--- Begin Entries supplied ---
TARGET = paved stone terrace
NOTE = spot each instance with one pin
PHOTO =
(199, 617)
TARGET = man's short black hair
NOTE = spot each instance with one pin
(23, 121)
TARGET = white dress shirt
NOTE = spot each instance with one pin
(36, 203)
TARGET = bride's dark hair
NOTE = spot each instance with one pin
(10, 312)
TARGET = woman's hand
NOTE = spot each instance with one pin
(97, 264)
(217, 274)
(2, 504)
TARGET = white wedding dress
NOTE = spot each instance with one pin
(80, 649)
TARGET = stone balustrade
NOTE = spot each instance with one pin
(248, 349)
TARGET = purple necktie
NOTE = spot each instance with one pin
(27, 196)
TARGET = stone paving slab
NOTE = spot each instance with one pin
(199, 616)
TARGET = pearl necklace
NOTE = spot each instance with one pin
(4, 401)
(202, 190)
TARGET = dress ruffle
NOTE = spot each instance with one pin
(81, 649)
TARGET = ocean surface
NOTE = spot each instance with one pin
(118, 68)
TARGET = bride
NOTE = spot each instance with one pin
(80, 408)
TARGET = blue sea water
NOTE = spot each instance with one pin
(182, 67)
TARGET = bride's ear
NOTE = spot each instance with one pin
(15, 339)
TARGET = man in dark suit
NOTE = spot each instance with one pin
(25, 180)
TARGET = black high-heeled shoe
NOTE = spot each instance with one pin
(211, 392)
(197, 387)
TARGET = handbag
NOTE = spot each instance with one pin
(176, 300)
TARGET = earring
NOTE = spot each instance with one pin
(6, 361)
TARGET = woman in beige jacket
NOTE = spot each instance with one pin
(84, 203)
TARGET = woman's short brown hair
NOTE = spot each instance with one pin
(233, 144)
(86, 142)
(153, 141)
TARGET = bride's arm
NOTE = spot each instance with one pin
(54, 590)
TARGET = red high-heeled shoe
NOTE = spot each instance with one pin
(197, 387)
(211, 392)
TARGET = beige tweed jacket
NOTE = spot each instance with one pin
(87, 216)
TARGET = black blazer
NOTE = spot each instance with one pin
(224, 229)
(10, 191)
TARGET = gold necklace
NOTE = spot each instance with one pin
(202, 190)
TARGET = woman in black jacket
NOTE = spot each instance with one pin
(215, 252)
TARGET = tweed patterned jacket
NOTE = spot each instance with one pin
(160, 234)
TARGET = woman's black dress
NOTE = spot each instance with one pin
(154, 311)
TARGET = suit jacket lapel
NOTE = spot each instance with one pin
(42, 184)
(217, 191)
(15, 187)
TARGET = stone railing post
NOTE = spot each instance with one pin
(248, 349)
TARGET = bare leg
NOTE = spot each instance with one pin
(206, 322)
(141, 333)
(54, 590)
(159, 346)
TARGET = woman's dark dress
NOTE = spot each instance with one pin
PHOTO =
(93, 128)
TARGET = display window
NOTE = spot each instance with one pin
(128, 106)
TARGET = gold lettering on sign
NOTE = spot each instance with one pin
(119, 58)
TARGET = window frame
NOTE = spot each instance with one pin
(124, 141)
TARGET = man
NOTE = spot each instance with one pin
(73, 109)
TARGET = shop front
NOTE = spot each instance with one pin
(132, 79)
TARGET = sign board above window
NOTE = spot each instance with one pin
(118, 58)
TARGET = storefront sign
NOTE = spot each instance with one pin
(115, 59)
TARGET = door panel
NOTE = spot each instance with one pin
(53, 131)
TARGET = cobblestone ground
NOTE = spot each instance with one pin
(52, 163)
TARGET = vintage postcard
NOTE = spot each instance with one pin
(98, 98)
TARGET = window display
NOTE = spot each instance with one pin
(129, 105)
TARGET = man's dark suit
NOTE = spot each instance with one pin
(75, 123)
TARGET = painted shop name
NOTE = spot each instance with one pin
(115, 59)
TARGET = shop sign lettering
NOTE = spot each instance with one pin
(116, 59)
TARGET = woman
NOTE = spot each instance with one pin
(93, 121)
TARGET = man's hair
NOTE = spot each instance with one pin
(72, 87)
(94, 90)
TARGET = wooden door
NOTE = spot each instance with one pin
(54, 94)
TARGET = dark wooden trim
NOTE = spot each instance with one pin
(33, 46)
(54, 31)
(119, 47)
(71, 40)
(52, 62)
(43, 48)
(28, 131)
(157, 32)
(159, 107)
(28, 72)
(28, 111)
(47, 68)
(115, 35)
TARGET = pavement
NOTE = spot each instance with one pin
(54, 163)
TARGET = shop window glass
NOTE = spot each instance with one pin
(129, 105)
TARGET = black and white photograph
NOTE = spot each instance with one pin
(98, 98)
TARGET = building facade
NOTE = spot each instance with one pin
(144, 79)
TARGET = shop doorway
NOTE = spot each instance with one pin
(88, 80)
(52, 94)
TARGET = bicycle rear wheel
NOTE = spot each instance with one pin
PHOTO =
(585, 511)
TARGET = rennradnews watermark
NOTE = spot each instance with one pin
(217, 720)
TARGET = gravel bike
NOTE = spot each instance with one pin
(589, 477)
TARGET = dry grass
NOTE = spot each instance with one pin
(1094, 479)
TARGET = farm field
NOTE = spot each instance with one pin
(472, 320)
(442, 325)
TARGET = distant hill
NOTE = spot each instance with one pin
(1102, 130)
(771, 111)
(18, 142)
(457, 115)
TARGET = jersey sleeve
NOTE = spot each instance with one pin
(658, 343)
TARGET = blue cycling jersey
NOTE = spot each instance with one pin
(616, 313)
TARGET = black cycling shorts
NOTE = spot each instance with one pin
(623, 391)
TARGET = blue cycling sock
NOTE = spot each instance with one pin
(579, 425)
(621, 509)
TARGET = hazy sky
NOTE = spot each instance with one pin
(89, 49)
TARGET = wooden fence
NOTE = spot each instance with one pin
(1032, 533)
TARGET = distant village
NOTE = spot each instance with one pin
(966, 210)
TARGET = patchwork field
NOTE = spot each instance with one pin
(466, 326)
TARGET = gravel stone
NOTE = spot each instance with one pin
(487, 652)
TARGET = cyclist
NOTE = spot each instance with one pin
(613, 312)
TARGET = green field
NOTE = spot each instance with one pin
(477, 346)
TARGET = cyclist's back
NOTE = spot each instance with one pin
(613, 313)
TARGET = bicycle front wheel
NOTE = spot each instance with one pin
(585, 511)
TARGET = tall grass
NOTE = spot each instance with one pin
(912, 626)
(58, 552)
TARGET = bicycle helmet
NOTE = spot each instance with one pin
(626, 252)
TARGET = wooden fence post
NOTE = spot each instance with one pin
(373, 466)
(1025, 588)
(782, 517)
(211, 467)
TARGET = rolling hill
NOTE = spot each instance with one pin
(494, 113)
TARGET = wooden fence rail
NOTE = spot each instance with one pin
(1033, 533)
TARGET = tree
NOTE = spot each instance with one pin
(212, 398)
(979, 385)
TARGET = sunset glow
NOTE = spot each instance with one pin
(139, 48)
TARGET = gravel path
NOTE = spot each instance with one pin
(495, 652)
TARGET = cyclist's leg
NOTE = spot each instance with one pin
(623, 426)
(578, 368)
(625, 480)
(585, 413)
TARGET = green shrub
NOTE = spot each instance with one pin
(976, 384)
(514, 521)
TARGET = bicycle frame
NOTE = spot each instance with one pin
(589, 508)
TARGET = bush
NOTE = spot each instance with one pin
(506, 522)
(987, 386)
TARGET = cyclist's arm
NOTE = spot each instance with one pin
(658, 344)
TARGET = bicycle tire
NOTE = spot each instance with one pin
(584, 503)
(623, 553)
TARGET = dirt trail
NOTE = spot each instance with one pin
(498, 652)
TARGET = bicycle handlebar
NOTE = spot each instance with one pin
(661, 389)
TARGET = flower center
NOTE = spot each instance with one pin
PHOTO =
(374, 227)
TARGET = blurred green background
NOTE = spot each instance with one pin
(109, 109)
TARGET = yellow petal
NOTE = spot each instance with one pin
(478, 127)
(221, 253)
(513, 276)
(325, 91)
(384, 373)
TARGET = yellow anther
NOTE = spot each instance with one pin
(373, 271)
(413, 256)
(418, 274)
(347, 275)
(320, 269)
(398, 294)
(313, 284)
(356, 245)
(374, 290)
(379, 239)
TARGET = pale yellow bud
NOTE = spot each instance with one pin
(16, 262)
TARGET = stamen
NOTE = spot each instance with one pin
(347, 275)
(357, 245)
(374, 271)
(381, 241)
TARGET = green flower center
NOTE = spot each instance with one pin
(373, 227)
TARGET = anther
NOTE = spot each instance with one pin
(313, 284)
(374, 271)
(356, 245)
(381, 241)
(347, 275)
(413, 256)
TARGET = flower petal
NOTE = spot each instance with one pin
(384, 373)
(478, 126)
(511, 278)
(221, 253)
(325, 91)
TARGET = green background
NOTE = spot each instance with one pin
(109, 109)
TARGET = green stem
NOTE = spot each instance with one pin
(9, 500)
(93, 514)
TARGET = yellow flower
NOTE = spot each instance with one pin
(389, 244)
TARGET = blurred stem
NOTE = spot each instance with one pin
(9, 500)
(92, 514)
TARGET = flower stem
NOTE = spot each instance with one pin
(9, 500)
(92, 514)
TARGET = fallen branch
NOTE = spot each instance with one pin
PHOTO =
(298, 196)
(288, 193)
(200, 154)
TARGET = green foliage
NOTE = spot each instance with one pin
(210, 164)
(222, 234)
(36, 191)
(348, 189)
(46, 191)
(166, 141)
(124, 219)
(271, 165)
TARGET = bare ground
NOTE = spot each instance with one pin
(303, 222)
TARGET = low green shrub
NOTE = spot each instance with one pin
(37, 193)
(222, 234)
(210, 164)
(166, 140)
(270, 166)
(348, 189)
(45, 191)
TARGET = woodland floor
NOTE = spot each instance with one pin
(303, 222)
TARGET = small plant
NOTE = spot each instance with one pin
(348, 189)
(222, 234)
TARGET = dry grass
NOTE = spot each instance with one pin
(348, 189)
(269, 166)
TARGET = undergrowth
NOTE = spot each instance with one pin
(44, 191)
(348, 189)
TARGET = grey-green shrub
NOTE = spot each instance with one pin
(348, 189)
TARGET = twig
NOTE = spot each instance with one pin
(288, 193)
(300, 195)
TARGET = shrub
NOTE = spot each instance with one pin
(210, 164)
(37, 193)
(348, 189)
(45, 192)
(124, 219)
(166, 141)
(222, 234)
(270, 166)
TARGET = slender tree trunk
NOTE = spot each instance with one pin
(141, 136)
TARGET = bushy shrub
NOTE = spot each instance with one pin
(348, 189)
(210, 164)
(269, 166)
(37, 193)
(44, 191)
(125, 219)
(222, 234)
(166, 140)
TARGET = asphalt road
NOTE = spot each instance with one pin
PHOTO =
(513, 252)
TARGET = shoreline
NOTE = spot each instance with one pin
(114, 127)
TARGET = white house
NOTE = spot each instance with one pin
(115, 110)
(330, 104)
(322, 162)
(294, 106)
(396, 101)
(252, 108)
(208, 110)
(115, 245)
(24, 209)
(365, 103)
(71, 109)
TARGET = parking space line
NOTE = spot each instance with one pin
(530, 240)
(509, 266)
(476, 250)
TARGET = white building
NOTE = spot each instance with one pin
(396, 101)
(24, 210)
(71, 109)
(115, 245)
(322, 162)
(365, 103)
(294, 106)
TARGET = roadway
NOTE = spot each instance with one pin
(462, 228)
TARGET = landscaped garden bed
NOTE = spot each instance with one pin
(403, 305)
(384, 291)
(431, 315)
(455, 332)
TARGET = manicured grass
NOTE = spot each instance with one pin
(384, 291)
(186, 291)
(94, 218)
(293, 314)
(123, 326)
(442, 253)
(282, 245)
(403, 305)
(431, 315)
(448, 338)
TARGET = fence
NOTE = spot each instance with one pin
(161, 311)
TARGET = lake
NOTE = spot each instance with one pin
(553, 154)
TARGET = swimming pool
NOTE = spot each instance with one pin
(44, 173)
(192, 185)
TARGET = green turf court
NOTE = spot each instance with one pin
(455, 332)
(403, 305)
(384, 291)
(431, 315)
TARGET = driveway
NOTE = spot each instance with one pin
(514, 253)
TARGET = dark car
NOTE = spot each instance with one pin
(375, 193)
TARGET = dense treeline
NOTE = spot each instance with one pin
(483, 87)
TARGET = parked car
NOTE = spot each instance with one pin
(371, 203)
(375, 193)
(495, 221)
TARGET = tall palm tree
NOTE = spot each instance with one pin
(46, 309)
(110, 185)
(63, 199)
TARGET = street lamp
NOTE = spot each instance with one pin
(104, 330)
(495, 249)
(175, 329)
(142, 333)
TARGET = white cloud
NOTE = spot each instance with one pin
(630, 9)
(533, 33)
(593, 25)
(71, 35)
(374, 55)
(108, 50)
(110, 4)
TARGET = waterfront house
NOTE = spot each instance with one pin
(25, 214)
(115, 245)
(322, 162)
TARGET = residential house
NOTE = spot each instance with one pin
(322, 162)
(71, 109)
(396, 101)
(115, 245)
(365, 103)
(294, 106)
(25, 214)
--- End Entries supplied ---
Written exercise: Please repeat the lines exactly, everything from the line containing "TARGET = street lamp" down to the last line.

Written answer:
TARGET = street lamp
NOTE = spot each instance with one pin
(104, 330)
(495, 249)
(175, 329)
(142, 333)
TARGET = white cloud
NOTE = spot each instance with one pin
(630, 9)
(533, 33)
(593, 25)
(71, 35)
(374, 55)
(108, 50)
(110, 4)
TARGET = waterfront house
NOTE = spot each instance with one pin
(25, 214)
(115, 245)
(322, 162)
TARGET = residential house
NOTE = spot each instance with one pin
(322, 162)
(71, 109)
(396, 101)
(115, 245)
(365, 103)
(294, 106)
(25, 214)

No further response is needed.